__Material for this task__
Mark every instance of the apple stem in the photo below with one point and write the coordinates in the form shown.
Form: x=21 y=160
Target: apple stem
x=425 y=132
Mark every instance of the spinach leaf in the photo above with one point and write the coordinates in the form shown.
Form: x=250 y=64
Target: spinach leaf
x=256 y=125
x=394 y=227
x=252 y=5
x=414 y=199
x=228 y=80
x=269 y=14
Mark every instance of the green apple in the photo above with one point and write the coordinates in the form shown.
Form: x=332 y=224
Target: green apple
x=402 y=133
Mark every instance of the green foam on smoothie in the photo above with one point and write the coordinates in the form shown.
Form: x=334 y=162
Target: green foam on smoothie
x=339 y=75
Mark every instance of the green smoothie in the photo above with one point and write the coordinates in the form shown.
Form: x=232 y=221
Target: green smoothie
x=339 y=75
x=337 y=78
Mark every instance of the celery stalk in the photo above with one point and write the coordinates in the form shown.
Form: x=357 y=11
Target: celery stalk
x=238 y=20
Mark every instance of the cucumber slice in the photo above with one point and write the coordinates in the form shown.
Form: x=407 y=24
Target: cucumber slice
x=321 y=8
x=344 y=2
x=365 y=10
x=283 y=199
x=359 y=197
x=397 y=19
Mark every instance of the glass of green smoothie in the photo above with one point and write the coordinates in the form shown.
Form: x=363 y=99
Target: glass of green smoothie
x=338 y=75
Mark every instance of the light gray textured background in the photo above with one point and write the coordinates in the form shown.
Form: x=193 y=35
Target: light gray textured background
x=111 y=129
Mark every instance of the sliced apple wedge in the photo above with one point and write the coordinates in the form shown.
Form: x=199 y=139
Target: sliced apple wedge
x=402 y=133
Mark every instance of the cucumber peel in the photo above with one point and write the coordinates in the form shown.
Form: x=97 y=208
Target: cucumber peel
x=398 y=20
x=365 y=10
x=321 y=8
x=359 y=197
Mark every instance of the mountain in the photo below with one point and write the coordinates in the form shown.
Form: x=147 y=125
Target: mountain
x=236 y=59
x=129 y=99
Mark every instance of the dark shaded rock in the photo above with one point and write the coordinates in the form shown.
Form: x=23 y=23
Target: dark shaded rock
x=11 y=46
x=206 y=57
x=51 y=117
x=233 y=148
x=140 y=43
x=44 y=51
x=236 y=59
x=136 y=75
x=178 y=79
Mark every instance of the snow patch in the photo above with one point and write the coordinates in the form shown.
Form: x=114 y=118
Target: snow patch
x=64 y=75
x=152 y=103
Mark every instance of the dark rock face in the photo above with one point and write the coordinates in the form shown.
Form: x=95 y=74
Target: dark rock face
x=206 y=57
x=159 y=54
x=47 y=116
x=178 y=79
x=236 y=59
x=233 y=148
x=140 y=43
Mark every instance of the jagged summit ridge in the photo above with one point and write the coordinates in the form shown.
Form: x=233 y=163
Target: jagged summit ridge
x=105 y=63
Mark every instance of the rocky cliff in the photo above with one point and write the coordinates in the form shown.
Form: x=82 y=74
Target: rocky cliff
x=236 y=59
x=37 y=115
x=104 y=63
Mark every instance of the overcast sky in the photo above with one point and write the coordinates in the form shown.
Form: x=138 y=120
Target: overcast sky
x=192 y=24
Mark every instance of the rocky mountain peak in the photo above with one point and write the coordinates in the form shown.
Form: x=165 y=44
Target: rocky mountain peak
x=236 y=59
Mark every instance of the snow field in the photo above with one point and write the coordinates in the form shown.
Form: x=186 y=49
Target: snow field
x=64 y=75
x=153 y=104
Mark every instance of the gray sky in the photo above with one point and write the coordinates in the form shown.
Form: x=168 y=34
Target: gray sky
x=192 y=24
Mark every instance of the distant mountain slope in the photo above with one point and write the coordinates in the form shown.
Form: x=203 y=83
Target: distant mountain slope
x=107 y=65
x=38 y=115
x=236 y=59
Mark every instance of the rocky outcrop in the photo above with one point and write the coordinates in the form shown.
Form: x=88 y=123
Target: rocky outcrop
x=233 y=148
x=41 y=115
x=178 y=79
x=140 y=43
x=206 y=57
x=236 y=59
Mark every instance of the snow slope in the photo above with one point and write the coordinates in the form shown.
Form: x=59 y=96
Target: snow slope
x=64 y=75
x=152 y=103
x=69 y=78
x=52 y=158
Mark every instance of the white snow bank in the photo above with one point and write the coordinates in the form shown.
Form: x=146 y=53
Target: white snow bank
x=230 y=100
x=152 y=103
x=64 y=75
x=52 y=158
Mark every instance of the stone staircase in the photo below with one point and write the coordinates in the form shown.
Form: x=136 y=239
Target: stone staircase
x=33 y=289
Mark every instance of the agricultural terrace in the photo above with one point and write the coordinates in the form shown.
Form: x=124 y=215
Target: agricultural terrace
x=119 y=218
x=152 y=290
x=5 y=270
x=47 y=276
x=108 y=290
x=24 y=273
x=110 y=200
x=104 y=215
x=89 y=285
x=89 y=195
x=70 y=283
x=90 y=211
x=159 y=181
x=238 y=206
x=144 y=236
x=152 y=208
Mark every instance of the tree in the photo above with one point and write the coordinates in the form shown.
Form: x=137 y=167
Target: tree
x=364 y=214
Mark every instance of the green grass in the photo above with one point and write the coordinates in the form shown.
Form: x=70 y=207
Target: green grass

__Instructions for the task__
Copy out exactly the lines running from the line with "Mark every instance of the snow field" to the end of the records, inclusive.

__Task solution__
Mark every instance of the snow field in the photo above with one point and write the coordinates in the form shown.
Form: x=186 y=49
Target: snow field
x=64 y=75
x=153 y=104
Mark every instance of the gray sky in the photo above with one point and write the coordinates in the form shown.
Form: x=168 y=34
Target: gray sky
x=192 y=24
Mark every instance of the distant mountain slope in the photo above with one point and write the coordinates in the form shown.
Form: x=203 y=83
Target: distant mountain slope
x=107 y=65
x=38 y=115
x=236 y=59
Mark every instance of the rocky outcrop in the photo above with one point and write the coordinates in the form shown.
Form: x=88 y=123
Target: rocky outcrop
x=233 y=148
x=41 y=115
x=178 y=79
x=140 y=43
x=206 y=57
x=236 y=59
Mark every instance of the snow slope in the photo above with one point and write the coordinates in the form shown.
Form: x=59 y=96
Target: snow slope
x=64 y=75
x=152 y=103
x=69 y=78
x=52 y=158
Mark every instance of the white snow bank in the photo above with one point and write the coordinates in the form shown.
Form: x=146 y=53
Target: white snow bank
x=230 y=100
x=152 y=103
x=64 y=75
x=52 y=158
Mark every instance of the stone staircase in the photo below with one point and write the coordinates in the form shown.
Form: x=136 y=239
Target: stone staircase
x=33 y=289
Mark every instance of the agricultural terrace in the photo above with one point and write the coordinates in the form shown.
Form: x=124 y=215
Target: agricultural terrace
x=119 y=218
x=152 y=290
x=5 y=270
x=47 y=276
x=108 y=290
x=24 y=273
x=110 y=200
x=104 y=215
x=89 y=285
x=89 y=195
x=70 y=283
x=90 y=211
x=159 y=181
x=238 y=206
x=144 y=236
x=152 y=208
Mark every instance of the tree in the photo above with one point and write the coordinates in the form shown.
Form: x=137 y=167
Target: tree
x=364 y=214
Mark every instance of the green grass in the photo above with one point and write the coordinates in the form shown.
Form: x=70 y=207
Target: green grass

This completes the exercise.